▶ [WORK INSTRUCTION]: Here are some records; copy every line that holds the word "woman".

*** Block opens ***

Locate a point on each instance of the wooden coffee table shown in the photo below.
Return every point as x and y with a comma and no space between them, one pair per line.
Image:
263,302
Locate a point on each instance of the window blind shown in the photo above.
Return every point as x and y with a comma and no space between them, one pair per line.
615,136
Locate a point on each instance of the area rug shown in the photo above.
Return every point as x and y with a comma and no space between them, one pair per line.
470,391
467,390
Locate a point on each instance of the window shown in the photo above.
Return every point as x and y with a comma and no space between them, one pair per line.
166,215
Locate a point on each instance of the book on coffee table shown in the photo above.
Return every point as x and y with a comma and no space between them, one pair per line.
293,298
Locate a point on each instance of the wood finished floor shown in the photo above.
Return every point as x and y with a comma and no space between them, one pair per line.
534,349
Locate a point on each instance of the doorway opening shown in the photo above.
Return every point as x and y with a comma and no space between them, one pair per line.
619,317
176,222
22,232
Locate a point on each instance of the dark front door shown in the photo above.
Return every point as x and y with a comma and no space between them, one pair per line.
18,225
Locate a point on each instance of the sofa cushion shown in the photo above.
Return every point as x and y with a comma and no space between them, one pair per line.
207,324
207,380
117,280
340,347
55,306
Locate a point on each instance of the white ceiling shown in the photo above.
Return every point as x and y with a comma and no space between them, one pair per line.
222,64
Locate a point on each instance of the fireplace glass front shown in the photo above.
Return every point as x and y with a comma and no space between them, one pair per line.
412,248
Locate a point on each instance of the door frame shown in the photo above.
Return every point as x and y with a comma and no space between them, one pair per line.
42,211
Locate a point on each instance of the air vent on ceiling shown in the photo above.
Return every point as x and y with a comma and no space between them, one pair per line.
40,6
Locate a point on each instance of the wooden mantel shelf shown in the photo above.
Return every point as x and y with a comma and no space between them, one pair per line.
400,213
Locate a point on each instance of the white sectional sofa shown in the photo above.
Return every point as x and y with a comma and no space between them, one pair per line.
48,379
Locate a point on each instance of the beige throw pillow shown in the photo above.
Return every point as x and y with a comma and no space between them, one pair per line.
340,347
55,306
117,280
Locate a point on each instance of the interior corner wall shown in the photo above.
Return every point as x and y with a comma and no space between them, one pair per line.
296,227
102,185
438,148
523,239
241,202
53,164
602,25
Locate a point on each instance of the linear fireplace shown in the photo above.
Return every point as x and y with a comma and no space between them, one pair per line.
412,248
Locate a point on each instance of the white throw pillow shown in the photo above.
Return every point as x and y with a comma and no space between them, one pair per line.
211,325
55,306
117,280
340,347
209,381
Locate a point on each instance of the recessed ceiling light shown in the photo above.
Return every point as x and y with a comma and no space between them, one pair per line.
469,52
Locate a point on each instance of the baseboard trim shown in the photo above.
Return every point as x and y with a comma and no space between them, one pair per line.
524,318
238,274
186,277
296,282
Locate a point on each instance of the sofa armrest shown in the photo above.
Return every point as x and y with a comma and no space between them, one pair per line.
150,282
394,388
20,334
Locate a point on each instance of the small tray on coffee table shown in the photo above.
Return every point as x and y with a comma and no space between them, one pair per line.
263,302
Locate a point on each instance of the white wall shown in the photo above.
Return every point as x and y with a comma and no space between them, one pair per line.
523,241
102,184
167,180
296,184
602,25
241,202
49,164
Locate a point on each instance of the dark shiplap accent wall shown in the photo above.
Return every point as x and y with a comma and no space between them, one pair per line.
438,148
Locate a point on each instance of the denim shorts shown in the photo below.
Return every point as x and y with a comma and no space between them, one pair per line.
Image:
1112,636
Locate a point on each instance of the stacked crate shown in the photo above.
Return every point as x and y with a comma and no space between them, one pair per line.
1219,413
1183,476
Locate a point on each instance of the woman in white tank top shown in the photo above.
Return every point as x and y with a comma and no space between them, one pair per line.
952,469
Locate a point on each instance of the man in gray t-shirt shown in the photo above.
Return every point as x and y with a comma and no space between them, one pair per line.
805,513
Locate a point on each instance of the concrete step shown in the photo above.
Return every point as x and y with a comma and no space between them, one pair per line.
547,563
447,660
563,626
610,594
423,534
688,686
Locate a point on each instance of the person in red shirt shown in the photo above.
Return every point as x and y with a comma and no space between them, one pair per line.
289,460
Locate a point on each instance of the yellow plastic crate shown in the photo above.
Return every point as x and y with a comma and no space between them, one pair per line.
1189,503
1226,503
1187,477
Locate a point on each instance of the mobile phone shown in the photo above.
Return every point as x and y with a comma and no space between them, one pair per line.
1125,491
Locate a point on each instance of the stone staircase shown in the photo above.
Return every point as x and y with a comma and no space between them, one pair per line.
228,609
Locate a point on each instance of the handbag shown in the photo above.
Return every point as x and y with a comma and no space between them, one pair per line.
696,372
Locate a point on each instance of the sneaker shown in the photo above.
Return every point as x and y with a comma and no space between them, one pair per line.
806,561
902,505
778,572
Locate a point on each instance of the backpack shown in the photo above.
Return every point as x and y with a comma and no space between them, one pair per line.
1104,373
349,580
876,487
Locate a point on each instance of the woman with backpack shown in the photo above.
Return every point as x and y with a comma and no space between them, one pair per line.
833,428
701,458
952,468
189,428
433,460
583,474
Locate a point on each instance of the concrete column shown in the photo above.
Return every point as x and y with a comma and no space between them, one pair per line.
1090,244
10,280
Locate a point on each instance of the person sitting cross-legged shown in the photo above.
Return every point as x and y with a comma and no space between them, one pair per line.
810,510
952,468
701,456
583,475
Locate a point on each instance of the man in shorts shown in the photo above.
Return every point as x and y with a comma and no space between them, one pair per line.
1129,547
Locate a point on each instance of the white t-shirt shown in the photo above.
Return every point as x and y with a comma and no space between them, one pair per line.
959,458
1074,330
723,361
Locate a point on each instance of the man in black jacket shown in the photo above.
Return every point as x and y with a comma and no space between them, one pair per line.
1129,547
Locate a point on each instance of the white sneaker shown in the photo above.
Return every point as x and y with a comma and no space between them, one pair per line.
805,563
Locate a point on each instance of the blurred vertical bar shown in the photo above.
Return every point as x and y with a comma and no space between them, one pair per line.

*** Block closes ***

▶ [TASK RESULT]:
Locate a point on each instance of the woman in white tank top shown in the photo above.
Locate a point on each instance of the woman with backpack shown in the photo above.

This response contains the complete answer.